_RECORDS FOR THIS EXERCISE_
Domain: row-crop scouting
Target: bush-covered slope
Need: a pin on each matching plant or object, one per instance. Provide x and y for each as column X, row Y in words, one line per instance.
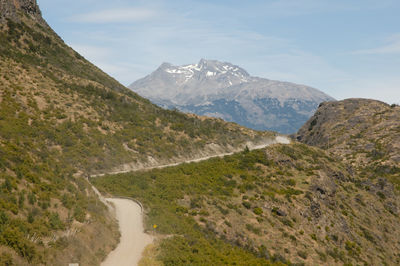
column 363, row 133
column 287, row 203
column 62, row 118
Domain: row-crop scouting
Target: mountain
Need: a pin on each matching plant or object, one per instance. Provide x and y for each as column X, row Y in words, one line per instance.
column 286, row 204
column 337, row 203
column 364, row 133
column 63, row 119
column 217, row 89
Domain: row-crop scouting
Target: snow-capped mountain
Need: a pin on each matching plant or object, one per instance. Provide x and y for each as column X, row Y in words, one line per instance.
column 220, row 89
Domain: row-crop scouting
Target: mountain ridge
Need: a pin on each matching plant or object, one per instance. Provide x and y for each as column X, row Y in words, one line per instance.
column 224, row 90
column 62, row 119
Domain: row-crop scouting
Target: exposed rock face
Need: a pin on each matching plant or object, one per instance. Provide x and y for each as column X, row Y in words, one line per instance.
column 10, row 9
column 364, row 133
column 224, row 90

==

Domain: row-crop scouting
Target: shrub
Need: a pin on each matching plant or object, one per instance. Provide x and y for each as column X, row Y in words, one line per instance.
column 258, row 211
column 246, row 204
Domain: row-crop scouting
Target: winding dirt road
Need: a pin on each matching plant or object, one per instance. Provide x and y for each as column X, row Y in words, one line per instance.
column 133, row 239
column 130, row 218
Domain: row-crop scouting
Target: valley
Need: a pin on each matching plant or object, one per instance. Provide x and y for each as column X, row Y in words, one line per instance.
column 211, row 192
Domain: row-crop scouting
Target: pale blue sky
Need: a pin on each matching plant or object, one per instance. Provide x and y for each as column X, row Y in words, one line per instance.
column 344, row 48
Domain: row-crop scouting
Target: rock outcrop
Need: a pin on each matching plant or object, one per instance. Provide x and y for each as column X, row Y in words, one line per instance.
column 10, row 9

_PROMPT_
Tally the lines of the material above that contain the string "rock". Reply with the number alone.

_ANSWER_
2